# Start of Data listing

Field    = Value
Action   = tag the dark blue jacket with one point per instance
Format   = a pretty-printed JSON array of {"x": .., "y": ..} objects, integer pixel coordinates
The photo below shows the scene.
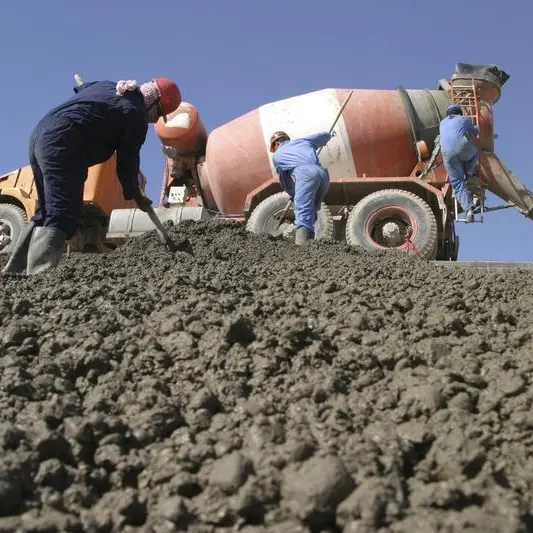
[{"x": 105, "y": 123}]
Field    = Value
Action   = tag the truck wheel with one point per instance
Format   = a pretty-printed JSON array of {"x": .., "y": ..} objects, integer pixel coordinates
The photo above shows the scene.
[
  {"x": 12, "y": 223},
  {"x": 265, "y": 218},
  {"x": 393, "y": 219}
]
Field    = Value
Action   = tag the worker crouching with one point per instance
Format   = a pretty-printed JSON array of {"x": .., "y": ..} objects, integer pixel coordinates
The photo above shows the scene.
[
  {"x": 103, "y": 118},
  {"x": 460, "y": 155},
  {"x": 302, "y": 176}
]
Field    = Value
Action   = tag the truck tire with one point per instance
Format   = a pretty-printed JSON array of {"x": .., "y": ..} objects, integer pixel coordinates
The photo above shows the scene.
[
  {"x": 12, "y": 223},
  {"x": 265, "y": 218},
  {"x": 393, "y": 219}
]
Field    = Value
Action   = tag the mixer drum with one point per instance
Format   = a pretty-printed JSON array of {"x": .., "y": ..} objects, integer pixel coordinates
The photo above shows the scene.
[{"x": 377, "y": 136}]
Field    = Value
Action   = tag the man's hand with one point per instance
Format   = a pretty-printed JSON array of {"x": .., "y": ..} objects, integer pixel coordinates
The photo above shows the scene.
[{"x": 143, "y": 202}]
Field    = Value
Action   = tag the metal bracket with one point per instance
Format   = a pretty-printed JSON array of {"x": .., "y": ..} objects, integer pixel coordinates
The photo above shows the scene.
[{"x": 177, "y": 195}]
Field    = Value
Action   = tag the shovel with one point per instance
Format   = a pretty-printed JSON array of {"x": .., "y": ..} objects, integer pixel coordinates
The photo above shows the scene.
[
  {"x": 161, "y": 231},
  {"x": 289, "y": 203}
]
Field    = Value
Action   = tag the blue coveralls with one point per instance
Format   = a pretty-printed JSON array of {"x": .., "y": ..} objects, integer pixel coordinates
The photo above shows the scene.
[
  {"x": 84, "y": 131},
  {"x": 460, "y": 156},
  {"x": 303, "y": 177}
]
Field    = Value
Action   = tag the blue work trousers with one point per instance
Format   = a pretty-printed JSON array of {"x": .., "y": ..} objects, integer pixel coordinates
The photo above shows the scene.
[
  {"x": 59, "y": 169},
  {"x": 310, "y": 188},
  {"x": 460, "y": 164}
]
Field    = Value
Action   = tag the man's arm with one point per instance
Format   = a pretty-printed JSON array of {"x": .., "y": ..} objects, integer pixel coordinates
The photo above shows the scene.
[{"x": 128, "y": 159}]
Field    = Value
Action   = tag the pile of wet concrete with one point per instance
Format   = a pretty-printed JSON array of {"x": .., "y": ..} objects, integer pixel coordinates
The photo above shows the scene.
[{"x": 244, "y": 384}]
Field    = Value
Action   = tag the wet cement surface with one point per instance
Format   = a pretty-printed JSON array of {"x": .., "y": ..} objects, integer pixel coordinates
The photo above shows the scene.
[{"x": 258, "y": 387}]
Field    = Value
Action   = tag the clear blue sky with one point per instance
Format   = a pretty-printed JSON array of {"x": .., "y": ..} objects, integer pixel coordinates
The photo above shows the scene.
[{"x": 230, "y": 56}]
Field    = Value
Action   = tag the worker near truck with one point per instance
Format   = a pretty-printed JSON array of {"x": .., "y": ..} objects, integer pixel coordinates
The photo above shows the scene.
[
  {"x": 302, "y": 176},
  {"x": 102, "y": 118},
  {"x": 460, "y": 155}
]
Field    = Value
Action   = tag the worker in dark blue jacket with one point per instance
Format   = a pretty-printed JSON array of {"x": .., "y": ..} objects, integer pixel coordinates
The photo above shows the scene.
[
  {"x": 302, "y": 176},
  {"x": 101, "y": 119},
  {"x": 460, "y": 155}
]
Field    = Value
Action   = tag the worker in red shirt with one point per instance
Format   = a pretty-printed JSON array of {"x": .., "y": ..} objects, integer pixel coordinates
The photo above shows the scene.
[{"x": 101, "y": 119}]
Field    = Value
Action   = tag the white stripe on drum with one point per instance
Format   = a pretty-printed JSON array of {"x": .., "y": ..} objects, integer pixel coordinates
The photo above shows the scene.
[{"x": 311, "y": 113}]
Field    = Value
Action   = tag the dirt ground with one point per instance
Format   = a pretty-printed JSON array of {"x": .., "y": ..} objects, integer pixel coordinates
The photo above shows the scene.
[{"x": 244, "y": 384}]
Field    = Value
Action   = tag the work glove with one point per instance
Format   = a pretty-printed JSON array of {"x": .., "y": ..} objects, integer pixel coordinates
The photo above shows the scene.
[{"x": 143, "y": 202}]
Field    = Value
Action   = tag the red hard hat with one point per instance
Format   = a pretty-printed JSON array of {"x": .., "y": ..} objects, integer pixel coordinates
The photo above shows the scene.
[{"x": 170, "y": 96}]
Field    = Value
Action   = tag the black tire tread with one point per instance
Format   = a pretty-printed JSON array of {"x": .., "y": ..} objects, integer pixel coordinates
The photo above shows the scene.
[
  {"x": 428, "y": 251},
  {"x": 19, "y": 214}
]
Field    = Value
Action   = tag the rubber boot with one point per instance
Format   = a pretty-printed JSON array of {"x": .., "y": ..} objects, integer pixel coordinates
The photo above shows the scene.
[
  {"x": 46, "y": 249},
  {"x": 19, "y": 256},
  {"x": 302, "y": 236}
]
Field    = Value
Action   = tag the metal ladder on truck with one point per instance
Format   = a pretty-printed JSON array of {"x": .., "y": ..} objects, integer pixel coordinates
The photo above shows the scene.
[{"x": 466, "y": 96}]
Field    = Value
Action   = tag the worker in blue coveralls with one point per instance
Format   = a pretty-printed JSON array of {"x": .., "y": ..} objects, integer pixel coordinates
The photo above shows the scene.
[
  {"x": 102, "y": 118},
  {"x": 302, "y": 176},
  {"x": 460, "y": 155}
]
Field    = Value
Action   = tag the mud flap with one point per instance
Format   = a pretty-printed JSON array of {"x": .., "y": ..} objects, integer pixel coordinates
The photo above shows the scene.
[{"x": 501, "y": 181}]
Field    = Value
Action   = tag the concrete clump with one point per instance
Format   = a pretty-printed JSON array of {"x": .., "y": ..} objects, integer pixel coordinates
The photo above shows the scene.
[{"x": 257, "y": 386}]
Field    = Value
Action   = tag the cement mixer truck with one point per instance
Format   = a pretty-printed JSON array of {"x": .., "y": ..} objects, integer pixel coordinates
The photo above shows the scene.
[{"x": 389, "y": 190}]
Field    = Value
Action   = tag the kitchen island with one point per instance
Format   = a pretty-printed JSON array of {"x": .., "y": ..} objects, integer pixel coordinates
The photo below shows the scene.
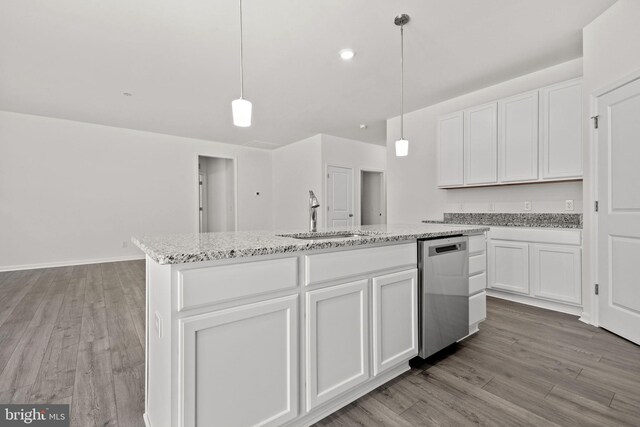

# End of Data listing

▶ _Short task_
Locate each line of the listing above that contains the word "worker", treating uppercase and lowercase as different, and copy those lines.

▶ _Task result_
Action   = tag the worker crouching with one point per instance
Action   = tag the worker near truck with one point per instance
Action   = tag the worker in dark blue jacket with one point per instance
Action   = tag the worker in red shirt with one point per instance
Action   = tag the worker in blue coveralls with one point per instance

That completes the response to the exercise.